

i received a phone call yesterday from my first ex husbands sister, what i thought was going to be a friendly "how have you been call" turned out to be a "so i was going through moms stuff and she had a note that stated she loaned you money about 5 years ago... well, we need that money back..."  when my ex mother in law loaned me that money it was basically stated to me that i didnt need to pay her back, that if i could then that would be great but if i couldnt then that was okay too.  now my ex mother in law has early onset dementia and her daughter has taken her in and taken over her finances, goes through the old house and finds some note her mom wrote... and to top it off, threatens to take me to court if i dont start paying.  i told her i'd do what i can, but i cant promise anything steady.  you cant get money when there is none there.  there was no legally binding contract, i thought she was helping me... i thought she was being kind as she always had.  now, this women who doesnt recognize me, remember me, nor my children, who has let her house go to foreclosure and moved to NC, is going to take me to court?  highly doubtful, but saddens me just the same.  i lost her son as a friend a few months ago over some comments he made regarding my life choices... i guess i've lost his mom and sister too.

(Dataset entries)
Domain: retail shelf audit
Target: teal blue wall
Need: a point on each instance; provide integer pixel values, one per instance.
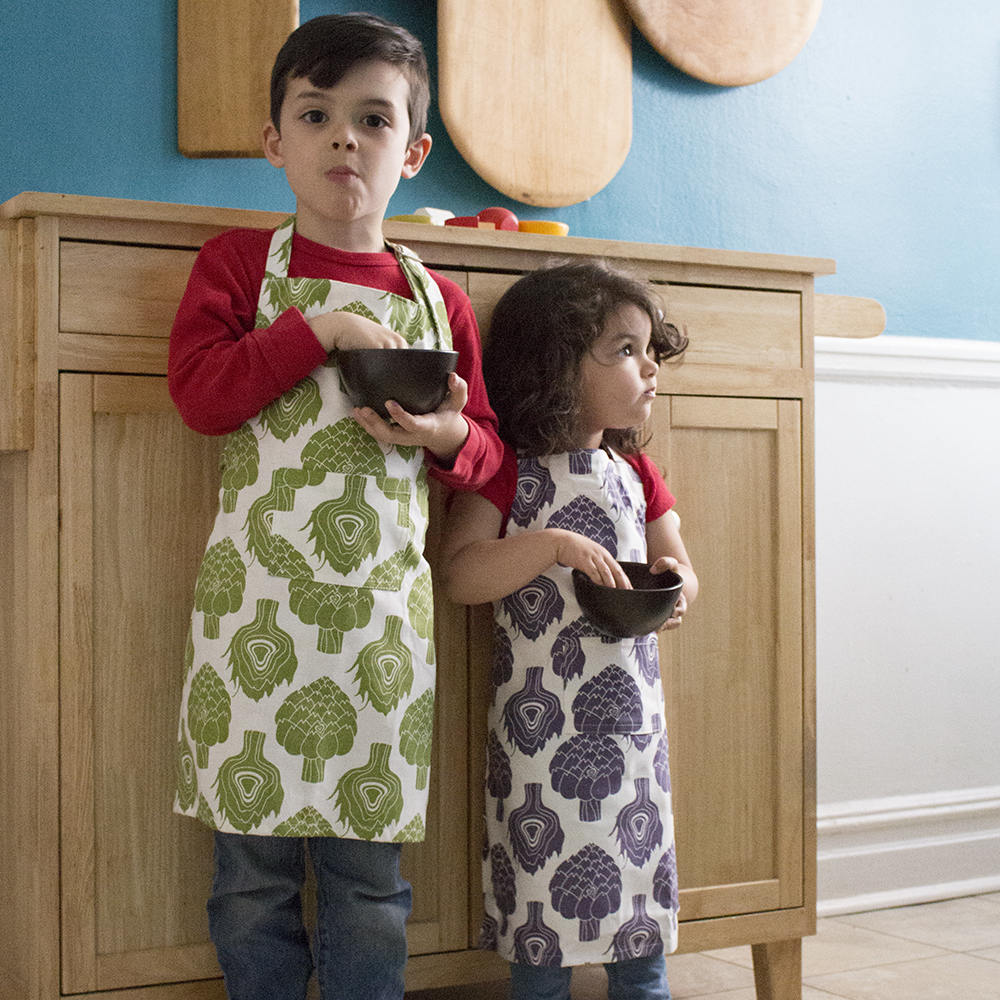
(878, 146)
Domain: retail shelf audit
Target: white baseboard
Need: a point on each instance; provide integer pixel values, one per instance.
(896, 851)
(908, 359)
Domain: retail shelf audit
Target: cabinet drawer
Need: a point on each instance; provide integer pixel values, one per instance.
(120, 289)
(743, 327)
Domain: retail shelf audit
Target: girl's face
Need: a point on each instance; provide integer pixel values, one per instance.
(617, 376)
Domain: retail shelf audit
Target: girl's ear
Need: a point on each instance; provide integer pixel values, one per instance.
(415, 156)
(271, 141)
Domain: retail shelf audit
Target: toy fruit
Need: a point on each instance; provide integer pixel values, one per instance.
(469, 221)
(545, 227)
(502, 218)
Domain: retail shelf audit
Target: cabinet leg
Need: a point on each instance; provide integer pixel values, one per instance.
(777, 970)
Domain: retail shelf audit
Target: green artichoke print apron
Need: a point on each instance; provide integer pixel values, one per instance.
(308, 699)
(579, 863)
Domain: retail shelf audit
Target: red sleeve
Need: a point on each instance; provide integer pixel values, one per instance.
(658, 498)
(221, 371)
(479, 457)
(502, 488)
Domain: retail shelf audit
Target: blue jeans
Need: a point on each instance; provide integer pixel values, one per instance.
(255, 918)
(636, 979)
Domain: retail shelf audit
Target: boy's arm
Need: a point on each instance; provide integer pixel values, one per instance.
(221, 371)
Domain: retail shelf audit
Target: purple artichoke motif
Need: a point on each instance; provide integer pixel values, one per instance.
(497, 771)
(639, 936)
(568, 658)
(535, 943)
(608, 703)
(488, 933)
(661, 762)
(646, 651)
(535, 490)
(533, 715)
(502, 880)
(638, 827)
(587, 887)
(534, 831)
(665, 881)
(587, 767)
(585, 517)
(534, 607)
(503, 659)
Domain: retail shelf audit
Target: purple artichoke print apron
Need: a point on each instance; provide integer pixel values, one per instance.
(309, 693)
(579, 862)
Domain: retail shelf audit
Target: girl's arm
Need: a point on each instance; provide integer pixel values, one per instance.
(480, 567)
(665, 550)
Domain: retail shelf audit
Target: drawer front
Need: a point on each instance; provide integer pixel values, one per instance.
(121, 290)
(747, 328)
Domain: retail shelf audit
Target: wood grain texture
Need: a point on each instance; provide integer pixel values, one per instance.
(537, 97)
(224, 54)
(726, 42)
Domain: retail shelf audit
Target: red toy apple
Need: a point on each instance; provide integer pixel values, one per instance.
(502, 218)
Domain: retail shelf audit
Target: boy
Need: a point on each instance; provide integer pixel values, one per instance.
(306, 710)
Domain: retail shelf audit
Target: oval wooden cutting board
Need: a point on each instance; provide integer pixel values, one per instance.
(537, 96)
(726, 42)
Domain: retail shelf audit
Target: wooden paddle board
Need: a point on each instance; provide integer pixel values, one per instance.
(726, 42)
(537, 96)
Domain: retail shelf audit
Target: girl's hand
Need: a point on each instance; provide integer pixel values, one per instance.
(339, 330)
(579, 552)
(674, 621)
(442, 432)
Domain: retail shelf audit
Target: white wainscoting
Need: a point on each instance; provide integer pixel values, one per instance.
(908, 620)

**Problem set**
1) In the passage about the loan from an ex mother-in-law, what condition does the ex mother-in-law now have?
2) Pick up the passage about the ex mother-in-law's loan after its final sentence and keep writing it.

**Answers by task**
1) She has early onset dementia.

2)
then this afternoon.  relationships are hard.  sometimes i wonder whether the work "pays off" in the end.  with my kids, always.  hard work=good children who are loving, kind, compassionate and overall amazing.  romantic relationships are much more difficult.  this morning, spent some time with john.  it was great, breakfast, movie, laughter, and fun.  i left to go to the grocery, he had a commitment to attend to.  he promised to come over afterwards.  430pm came around, i knew how far away he was, and i knew there was no way he'd be able to come over and spend quality time because he has to work tomorrow morning.  so i told him to forget it, stay home.  im the type of person who an hour isnt enough, 30 minutes isnt enough.  not when you want to spend every waking moment with that person, so that quick 60 minutes goes by to fast, leaves me saddened, and heartbroken because i didnt get more time.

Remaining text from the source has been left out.